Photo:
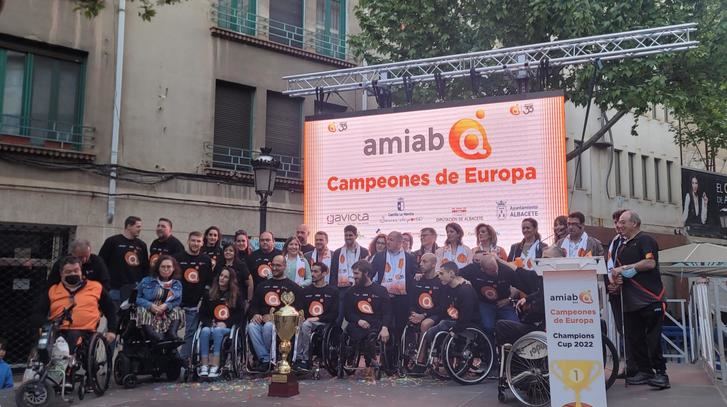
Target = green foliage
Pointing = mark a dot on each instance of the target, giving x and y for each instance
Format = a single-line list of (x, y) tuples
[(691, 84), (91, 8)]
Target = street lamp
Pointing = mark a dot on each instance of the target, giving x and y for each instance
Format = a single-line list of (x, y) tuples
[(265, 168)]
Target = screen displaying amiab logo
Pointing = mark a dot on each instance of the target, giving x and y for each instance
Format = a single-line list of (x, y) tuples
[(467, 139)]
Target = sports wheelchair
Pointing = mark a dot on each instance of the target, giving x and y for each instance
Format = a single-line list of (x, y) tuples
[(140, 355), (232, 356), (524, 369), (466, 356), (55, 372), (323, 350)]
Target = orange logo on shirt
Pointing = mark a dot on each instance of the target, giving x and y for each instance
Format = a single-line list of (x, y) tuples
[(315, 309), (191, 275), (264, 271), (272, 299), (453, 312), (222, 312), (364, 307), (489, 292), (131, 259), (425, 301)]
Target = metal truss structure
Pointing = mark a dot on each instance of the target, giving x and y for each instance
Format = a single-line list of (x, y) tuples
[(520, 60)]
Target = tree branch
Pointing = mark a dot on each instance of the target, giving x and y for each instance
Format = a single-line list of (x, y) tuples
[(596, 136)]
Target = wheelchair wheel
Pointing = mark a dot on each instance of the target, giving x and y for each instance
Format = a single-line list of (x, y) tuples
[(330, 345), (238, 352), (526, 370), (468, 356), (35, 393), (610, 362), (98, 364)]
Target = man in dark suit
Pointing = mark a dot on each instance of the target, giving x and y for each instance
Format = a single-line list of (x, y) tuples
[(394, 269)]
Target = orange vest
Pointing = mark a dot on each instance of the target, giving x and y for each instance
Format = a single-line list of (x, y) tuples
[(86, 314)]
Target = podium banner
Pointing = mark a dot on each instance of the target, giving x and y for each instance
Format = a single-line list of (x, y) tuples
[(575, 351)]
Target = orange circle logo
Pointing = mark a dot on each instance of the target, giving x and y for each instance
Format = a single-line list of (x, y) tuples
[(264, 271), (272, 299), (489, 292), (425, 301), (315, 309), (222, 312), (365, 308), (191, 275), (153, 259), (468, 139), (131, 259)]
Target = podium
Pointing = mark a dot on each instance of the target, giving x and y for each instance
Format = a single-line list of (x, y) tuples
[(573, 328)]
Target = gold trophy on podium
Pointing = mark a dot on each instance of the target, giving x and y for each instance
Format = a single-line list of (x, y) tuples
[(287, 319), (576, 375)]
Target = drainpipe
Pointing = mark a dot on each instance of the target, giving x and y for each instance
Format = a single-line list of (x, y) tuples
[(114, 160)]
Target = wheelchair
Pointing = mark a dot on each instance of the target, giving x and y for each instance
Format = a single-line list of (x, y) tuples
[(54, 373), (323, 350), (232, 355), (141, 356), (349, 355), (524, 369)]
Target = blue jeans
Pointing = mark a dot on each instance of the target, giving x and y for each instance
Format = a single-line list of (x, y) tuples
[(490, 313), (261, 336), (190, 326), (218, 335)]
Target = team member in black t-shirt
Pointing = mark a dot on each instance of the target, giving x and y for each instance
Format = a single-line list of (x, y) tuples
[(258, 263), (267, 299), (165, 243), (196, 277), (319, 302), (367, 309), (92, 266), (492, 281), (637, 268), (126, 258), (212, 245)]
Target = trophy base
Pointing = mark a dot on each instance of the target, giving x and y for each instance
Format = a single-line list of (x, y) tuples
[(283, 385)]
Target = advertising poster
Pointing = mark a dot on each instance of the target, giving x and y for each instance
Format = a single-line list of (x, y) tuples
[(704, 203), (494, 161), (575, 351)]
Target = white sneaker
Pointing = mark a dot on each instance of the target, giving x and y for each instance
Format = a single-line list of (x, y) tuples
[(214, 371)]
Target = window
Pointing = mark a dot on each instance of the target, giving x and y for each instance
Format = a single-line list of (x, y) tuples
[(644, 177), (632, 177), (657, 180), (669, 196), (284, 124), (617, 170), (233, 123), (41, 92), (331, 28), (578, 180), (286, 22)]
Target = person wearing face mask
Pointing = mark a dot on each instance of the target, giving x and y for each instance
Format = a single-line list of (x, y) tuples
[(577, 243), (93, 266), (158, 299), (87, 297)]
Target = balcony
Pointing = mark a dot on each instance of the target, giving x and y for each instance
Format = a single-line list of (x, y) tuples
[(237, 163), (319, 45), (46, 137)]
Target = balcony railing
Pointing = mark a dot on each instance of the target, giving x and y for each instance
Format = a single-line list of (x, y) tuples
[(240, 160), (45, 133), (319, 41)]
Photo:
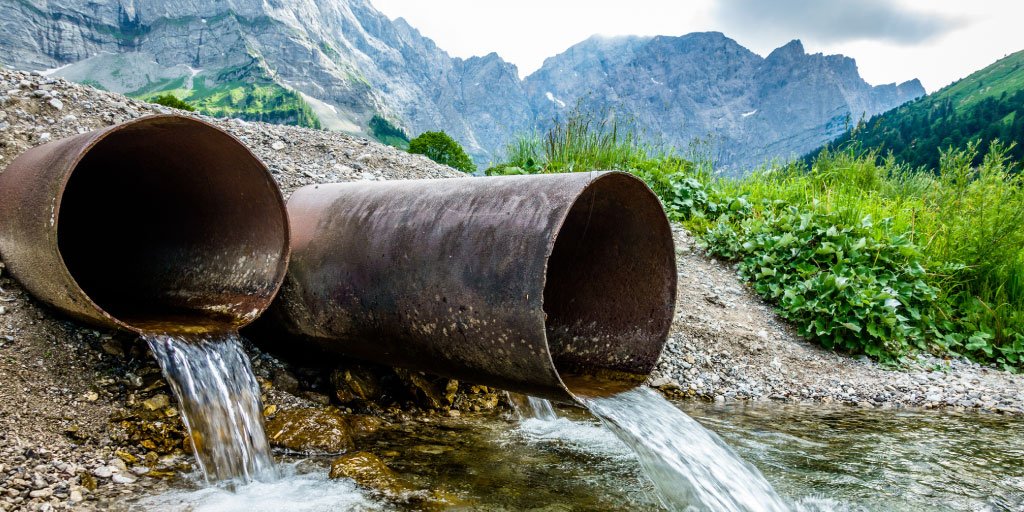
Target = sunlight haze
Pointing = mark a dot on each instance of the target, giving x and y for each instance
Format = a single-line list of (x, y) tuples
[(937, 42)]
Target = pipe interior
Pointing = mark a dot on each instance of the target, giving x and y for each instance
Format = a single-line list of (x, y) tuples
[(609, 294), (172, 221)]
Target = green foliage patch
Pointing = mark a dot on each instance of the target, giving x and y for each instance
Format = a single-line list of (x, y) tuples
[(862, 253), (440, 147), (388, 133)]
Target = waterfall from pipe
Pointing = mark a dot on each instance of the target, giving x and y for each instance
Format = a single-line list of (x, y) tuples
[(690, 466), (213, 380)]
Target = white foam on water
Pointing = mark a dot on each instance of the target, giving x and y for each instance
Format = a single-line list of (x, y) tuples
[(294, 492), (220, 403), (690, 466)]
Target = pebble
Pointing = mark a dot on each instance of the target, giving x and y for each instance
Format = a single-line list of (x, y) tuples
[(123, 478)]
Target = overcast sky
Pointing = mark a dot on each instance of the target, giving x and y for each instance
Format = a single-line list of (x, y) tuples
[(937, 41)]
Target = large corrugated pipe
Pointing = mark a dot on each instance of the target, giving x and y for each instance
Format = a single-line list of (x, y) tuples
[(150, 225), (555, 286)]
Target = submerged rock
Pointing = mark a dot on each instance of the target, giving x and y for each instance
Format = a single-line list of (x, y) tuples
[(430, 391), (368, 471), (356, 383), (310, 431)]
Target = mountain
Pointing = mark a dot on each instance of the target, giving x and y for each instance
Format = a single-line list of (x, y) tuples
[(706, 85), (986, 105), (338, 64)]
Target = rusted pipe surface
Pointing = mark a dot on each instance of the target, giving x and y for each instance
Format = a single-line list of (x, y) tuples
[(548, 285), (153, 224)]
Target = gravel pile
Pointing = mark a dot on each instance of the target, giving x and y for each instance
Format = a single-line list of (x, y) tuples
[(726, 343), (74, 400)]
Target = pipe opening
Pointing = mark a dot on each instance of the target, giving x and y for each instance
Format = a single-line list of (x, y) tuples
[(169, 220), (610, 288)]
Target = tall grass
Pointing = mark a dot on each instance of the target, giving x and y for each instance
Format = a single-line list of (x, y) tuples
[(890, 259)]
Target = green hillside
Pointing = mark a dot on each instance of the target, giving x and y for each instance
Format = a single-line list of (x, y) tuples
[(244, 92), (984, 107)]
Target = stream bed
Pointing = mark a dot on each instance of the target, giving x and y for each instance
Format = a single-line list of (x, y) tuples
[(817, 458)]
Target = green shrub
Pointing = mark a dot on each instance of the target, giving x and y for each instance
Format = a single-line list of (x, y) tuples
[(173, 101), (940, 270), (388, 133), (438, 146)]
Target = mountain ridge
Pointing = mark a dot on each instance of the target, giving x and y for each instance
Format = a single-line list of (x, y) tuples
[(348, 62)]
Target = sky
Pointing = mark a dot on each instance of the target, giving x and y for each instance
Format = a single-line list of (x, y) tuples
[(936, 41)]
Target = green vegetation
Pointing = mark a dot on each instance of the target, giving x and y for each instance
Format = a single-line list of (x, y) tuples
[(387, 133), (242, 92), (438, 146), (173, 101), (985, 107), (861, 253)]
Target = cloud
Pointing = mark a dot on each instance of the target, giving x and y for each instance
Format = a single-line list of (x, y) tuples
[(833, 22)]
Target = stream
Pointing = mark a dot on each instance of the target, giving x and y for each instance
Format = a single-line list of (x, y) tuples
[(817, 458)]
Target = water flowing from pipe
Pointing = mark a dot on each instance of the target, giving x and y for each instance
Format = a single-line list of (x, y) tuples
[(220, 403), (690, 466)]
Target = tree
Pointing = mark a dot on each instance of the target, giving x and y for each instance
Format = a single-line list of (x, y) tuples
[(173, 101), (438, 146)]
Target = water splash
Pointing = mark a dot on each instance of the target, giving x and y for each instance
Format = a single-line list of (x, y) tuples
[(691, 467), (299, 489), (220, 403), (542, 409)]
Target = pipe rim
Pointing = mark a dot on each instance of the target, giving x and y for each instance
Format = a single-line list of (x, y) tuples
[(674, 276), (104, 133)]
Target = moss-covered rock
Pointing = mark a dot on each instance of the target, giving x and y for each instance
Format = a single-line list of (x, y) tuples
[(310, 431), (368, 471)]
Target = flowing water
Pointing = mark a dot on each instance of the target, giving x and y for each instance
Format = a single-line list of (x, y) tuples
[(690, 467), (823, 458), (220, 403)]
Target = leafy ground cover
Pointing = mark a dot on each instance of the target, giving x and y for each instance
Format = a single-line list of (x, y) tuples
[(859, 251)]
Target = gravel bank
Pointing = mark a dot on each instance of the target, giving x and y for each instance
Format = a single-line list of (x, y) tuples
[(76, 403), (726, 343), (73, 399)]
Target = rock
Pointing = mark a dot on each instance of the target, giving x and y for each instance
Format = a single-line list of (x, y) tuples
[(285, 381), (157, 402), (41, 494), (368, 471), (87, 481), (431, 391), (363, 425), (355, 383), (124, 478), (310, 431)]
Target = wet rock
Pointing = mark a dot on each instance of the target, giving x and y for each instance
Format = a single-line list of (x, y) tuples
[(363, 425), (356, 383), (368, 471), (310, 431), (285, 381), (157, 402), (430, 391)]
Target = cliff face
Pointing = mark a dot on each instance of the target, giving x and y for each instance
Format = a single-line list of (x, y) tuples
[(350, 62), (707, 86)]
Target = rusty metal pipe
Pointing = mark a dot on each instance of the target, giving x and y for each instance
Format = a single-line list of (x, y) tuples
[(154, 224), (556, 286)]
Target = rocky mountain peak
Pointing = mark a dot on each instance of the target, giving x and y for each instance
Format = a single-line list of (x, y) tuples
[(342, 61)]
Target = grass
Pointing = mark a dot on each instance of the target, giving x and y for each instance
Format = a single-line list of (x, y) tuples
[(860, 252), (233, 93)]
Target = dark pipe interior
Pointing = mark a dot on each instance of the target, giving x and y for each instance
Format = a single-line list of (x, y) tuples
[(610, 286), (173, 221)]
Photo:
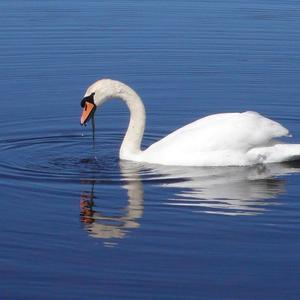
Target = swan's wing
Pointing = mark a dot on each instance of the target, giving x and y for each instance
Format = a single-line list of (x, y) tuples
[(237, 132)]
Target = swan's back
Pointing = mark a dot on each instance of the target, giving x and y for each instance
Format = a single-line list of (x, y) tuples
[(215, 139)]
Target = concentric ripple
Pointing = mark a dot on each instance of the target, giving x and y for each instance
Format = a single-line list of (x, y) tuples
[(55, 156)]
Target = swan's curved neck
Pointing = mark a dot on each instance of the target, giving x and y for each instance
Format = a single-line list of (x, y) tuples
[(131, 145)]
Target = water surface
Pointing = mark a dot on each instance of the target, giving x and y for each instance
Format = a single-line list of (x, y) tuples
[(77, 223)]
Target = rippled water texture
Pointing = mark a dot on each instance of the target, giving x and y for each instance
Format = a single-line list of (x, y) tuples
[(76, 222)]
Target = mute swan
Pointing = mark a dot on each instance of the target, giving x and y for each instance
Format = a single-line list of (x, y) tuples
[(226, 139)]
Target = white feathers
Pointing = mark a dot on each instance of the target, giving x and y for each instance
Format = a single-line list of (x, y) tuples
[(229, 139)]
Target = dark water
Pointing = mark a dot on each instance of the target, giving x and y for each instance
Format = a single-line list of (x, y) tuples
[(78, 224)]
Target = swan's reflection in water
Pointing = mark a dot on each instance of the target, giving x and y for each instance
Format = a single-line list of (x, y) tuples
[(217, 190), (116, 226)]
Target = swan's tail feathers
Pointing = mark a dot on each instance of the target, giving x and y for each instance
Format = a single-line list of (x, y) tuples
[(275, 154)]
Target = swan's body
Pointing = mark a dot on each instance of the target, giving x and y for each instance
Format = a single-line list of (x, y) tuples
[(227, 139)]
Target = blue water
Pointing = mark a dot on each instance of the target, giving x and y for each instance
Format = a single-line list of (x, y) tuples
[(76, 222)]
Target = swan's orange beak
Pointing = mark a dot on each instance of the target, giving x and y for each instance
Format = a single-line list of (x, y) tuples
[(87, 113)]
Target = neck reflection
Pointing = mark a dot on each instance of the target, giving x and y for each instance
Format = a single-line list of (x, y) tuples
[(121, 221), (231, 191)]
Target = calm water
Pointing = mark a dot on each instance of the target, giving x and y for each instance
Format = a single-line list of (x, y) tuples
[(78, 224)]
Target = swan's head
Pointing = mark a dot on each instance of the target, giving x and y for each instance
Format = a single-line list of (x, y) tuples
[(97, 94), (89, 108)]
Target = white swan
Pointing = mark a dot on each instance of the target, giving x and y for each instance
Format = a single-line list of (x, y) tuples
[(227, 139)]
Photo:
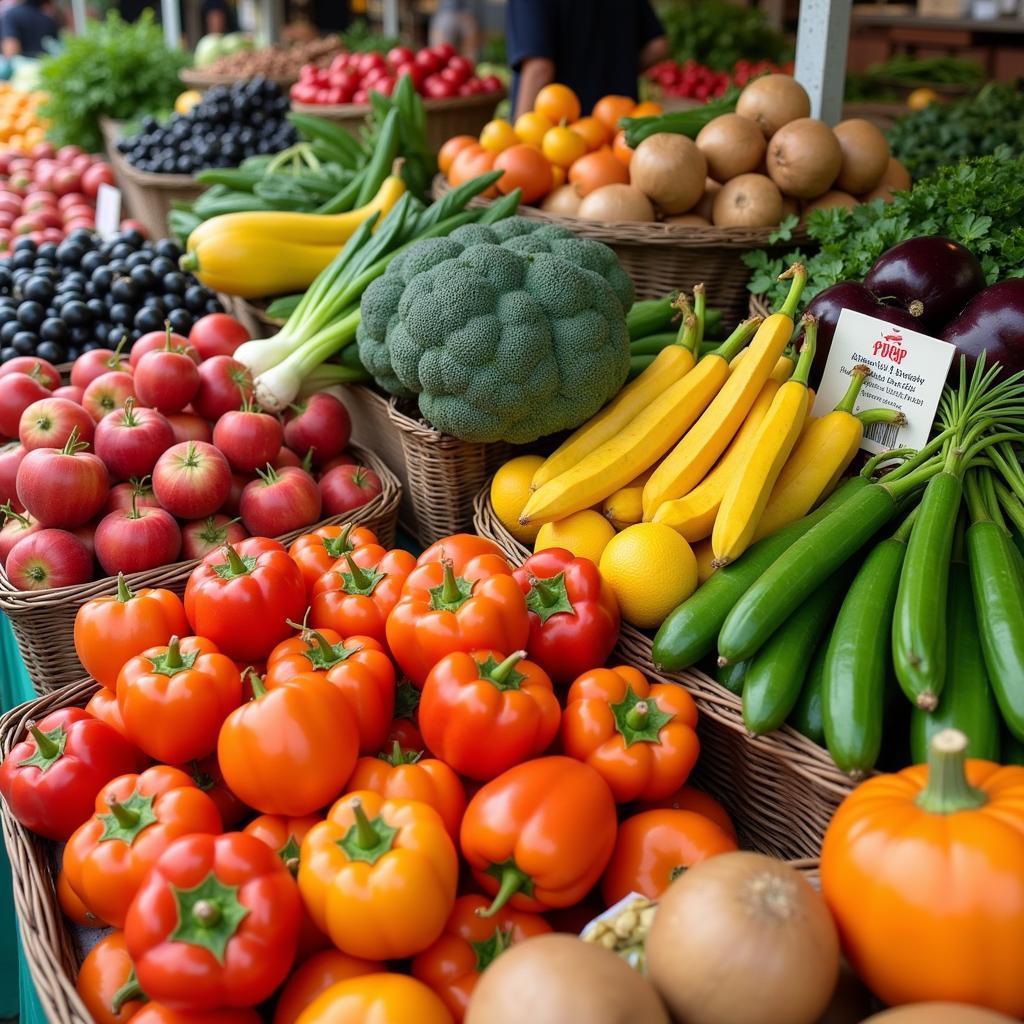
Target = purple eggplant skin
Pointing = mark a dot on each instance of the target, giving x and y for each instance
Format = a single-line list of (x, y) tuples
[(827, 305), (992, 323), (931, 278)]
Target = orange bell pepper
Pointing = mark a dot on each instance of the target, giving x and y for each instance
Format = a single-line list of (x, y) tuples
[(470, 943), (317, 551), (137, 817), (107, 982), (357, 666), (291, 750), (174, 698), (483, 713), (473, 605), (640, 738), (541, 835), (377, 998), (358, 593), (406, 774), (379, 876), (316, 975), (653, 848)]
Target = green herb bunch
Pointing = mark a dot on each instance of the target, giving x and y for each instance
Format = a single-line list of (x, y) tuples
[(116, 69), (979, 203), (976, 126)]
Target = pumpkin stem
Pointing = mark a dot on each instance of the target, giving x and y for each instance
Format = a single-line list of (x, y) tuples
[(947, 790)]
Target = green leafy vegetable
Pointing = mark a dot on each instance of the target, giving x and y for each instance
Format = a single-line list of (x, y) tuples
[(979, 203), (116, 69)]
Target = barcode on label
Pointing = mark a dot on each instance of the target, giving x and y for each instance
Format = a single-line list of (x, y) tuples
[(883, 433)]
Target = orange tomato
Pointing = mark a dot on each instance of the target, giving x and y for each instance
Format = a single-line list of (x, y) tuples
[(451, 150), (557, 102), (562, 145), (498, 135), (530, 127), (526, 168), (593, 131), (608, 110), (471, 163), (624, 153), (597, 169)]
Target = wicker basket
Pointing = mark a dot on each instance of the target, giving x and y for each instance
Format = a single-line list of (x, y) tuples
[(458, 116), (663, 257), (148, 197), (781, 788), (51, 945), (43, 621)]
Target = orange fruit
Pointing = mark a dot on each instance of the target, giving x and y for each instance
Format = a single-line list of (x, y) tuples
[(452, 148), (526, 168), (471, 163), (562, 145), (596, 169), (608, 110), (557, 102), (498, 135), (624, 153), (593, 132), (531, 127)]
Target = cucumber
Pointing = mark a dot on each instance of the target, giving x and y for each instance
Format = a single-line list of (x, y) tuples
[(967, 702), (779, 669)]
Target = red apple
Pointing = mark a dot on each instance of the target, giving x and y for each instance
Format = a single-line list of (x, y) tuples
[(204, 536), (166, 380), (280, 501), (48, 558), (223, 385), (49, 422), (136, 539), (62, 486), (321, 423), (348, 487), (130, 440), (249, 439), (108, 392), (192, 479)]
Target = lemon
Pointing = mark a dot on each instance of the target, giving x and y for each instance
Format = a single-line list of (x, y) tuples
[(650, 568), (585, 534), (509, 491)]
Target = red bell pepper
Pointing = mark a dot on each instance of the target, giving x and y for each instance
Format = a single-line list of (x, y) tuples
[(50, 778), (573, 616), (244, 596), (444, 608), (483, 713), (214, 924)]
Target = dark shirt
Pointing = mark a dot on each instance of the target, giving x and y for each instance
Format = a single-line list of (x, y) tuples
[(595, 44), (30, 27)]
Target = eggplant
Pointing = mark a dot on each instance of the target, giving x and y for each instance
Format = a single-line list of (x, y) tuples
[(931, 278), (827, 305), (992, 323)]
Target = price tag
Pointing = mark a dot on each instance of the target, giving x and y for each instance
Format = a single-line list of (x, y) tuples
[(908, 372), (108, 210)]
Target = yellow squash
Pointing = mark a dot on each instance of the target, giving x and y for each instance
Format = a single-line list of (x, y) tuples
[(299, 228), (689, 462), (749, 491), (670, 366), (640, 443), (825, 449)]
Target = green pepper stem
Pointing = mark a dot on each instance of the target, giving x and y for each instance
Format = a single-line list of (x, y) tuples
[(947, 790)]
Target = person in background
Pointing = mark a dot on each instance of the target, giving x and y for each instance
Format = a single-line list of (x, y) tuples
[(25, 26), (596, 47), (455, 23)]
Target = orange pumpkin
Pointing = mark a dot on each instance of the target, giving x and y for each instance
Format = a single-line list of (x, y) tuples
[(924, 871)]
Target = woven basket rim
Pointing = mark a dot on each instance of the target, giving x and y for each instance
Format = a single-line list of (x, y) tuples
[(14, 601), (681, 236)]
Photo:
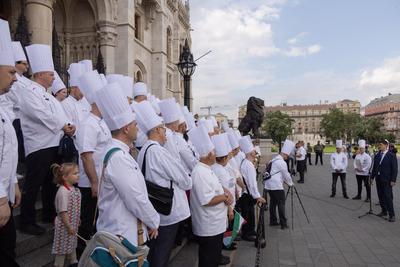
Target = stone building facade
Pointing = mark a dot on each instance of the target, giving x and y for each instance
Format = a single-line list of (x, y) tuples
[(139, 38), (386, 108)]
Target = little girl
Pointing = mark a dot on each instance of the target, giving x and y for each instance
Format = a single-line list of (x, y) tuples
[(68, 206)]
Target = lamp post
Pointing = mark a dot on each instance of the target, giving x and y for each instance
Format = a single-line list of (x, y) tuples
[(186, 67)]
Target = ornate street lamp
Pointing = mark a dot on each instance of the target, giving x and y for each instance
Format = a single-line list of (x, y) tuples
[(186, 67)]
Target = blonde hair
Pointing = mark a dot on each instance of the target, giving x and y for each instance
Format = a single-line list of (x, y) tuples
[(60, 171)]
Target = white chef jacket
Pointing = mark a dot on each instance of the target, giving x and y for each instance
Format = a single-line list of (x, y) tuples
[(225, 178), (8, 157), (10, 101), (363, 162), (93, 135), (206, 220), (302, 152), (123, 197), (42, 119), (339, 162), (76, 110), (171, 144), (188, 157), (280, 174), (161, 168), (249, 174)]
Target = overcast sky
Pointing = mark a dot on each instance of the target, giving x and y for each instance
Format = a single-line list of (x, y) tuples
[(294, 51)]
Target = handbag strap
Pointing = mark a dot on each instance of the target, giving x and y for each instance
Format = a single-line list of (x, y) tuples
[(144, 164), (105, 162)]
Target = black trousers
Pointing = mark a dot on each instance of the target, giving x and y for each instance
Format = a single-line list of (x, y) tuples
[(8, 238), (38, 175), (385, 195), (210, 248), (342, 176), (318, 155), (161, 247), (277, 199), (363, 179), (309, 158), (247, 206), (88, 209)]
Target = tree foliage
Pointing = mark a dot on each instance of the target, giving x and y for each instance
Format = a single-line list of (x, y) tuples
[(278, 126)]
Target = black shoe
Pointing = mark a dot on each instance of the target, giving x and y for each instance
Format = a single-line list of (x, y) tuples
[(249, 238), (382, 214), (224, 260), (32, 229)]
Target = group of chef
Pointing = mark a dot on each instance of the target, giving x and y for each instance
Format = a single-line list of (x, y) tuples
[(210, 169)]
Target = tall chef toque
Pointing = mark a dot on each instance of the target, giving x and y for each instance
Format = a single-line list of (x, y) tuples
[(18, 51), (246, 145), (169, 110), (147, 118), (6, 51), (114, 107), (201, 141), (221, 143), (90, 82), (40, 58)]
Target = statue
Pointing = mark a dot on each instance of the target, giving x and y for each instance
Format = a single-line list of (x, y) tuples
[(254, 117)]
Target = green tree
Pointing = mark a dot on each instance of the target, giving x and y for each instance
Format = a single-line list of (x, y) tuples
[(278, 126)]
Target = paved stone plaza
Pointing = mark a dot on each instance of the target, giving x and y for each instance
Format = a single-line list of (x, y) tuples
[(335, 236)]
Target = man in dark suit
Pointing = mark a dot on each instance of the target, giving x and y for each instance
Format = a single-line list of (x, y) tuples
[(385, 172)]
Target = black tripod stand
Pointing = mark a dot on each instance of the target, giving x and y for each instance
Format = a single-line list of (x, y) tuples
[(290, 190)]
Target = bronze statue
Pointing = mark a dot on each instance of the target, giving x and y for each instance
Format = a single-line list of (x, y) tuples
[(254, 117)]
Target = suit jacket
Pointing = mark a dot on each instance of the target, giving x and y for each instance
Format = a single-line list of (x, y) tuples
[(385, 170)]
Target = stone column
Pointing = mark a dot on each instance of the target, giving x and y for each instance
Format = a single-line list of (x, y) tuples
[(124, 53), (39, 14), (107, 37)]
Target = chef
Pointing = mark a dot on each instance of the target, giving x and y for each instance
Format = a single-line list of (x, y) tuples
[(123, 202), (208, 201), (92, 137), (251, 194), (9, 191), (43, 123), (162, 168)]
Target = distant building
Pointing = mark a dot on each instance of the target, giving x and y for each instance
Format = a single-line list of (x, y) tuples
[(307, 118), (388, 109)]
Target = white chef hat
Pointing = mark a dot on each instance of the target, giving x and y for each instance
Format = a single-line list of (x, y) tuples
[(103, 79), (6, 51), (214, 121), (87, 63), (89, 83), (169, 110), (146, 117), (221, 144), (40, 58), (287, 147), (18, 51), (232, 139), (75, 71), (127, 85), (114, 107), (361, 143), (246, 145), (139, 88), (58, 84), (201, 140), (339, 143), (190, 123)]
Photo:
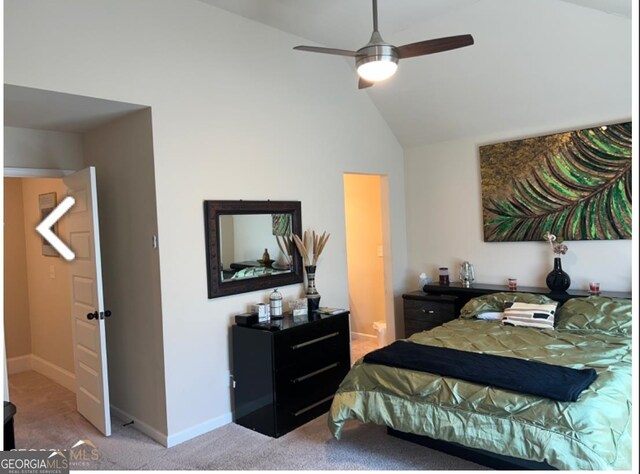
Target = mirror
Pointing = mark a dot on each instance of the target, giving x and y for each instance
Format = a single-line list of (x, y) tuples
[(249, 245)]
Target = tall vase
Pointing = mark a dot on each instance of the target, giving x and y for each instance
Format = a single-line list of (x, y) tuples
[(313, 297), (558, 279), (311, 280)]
+---+
- **Problem details**
Recast the material above as a JSON list of strings, covering the lines between the one containing "Target = orange fruit" and the one containing "132), (531, 127)]", inclusive. Give one string per line and leave out any blank lines.

- **Output of the exercise**
[
  "Target = orange fruit",
  "Pointing = mark a dot on each instance of the target, giving x and y for each instance",
  "Format = a single-line list of (x, y) tuples",
  "[(452, 148), (526, 168), (471, 163), (562, 145), (596, 169), (608, 110), (557, 102), (498, 135), (624, 153), (593, 132), (531, 127)]"
]